[The problem] Lines before the one containing "the man's dark" are left out; that line and every line after it, through the end of the records, are to be reproduced exactly.

(Stored dataset items)
###

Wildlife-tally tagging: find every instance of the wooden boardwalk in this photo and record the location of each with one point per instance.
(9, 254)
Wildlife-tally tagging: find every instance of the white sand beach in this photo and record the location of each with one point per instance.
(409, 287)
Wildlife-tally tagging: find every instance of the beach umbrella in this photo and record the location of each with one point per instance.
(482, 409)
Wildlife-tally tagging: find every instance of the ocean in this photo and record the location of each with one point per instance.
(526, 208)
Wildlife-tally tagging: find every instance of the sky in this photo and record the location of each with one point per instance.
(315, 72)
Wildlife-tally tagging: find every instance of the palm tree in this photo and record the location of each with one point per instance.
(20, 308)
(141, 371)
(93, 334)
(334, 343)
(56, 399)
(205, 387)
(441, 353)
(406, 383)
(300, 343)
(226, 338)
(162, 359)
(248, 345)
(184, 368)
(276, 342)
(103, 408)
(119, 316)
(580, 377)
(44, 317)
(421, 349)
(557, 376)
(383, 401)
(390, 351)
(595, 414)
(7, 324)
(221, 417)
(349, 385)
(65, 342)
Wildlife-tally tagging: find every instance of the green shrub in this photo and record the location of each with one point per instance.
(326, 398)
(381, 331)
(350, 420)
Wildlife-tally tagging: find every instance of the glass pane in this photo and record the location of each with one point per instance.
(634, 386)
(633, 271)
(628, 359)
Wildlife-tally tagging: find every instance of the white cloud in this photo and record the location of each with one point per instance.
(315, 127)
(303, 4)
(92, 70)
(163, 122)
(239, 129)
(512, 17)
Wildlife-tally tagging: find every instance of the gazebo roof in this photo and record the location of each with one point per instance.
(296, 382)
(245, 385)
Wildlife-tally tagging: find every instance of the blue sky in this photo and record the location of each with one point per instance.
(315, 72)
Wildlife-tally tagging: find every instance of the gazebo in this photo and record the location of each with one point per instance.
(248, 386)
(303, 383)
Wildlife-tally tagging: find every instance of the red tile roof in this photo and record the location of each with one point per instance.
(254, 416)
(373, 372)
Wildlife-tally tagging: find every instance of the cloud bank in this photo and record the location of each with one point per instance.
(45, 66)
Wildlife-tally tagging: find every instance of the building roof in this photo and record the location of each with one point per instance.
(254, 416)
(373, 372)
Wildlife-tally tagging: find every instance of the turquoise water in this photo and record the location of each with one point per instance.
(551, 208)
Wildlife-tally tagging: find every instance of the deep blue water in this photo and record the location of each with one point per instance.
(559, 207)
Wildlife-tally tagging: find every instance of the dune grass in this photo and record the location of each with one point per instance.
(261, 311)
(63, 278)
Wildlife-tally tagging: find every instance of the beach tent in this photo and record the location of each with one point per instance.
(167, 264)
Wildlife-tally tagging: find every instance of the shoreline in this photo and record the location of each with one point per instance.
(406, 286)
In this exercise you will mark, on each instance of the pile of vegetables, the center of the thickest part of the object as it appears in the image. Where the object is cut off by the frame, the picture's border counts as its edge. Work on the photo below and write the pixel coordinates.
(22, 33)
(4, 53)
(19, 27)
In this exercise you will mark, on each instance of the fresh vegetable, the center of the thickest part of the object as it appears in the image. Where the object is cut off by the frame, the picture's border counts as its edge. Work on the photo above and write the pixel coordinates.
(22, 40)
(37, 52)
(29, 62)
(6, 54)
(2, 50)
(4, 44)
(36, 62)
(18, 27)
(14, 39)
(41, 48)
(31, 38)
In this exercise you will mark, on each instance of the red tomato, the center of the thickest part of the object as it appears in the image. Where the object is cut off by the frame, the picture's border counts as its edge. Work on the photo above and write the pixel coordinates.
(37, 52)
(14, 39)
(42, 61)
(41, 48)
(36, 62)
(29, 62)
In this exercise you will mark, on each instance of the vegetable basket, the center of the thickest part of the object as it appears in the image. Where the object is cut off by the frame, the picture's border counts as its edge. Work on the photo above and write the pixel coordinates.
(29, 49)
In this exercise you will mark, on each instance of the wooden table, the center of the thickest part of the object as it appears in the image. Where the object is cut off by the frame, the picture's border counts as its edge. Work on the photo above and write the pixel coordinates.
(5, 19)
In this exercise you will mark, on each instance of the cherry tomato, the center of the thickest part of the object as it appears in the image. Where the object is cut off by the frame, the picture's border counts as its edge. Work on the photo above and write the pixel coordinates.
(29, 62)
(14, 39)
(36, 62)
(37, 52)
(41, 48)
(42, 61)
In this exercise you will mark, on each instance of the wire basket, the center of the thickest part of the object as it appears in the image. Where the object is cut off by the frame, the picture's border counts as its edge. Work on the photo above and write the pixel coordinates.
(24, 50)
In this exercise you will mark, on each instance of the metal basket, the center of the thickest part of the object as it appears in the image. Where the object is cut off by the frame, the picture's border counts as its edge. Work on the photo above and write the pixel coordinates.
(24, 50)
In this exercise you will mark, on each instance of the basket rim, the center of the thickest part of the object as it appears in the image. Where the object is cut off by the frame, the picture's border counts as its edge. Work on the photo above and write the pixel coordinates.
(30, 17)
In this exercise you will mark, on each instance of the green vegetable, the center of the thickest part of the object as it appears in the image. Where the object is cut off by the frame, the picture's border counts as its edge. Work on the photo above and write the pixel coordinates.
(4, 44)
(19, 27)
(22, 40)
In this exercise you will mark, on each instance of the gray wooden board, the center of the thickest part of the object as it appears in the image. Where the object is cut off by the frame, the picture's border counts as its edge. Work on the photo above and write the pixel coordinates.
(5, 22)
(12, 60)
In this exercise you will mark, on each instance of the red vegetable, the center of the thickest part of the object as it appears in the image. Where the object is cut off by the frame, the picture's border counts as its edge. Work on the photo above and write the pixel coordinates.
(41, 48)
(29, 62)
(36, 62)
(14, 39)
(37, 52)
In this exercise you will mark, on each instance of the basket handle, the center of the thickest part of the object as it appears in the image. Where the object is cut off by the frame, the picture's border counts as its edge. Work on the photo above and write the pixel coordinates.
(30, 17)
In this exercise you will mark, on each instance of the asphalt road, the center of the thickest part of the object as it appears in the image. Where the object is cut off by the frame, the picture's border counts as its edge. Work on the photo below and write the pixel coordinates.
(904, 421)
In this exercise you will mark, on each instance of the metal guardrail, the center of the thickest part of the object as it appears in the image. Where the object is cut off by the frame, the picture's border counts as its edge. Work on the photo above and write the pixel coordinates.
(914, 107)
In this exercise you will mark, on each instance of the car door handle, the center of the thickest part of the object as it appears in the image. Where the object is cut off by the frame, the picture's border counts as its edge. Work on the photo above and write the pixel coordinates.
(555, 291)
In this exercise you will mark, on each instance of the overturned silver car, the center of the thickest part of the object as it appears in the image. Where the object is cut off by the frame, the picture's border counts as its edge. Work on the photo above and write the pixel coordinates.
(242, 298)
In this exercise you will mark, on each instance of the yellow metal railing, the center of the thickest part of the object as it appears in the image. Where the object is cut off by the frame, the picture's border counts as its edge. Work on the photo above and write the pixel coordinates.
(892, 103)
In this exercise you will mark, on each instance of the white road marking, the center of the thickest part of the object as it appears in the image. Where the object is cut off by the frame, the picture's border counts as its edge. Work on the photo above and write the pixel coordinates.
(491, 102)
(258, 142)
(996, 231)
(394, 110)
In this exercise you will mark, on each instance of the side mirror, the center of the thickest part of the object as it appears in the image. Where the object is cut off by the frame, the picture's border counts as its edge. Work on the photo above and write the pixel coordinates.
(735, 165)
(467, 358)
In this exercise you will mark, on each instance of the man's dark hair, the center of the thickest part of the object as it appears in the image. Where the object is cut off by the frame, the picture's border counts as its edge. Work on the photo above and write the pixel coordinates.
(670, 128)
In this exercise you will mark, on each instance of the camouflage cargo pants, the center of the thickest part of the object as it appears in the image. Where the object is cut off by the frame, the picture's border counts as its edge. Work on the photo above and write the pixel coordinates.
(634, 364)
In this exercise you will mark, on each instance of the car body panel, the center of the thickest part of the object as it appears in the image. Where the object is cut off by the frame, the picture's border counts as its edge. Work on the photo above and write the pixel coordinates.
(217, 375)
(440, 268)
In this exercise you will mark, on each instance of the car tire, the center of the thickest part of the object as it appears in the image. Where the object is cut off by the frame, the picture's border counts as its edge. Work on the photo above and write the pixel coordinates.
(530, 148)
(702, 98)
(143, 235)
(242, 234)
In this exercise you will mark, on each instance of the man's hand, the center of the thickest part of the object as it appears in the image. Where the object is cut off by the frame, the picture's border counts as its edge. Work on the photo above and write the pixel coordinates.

###

[Completed exercise]
In this exercise you will mark, on each instance of the man's dark hair, the center of the thickest part of the object as it appears in the image. Where the object is cut off by the frame, the picture's border counts as its edge. Work on the photo above and write the pixel coordinates.
(670, 128)
In this exercise you will mark, on each instance of the camouflage cargo pants, the center of the thickest part of the object as it appears in the image. Where the object is cut off by the frame, the picture's border counts as its edge. Work on the photo above and write the pixel coordinates.
(634, 364)
In this exercise you will mark, on each instance of the car body panel, the center of the thickest part of the object as it appears in the image. Where the object is cut off by the frame, the picture's border counts as its edge. Work on the photo above and write the pixel coordinates.
(217, 375)
(440, 268)
In this exercise you will mark, on each instance of the car tire, the center of the thickest part of the object as it appears in the image. Where the object is cut off by the frame, the picture's border counts as its edge. Work on the photo above and write the pixel coordinates.
(530, 148)
(702, 98)
(143, 235)
(242, 234)
In this exercise you will mark, on each instance of the man's hand, the center of the thickest part of the object as it appears in the image. Where the object is cut off by the frame, the picture's border counts as its edge. Work on the photo above and write the pixel coordinates.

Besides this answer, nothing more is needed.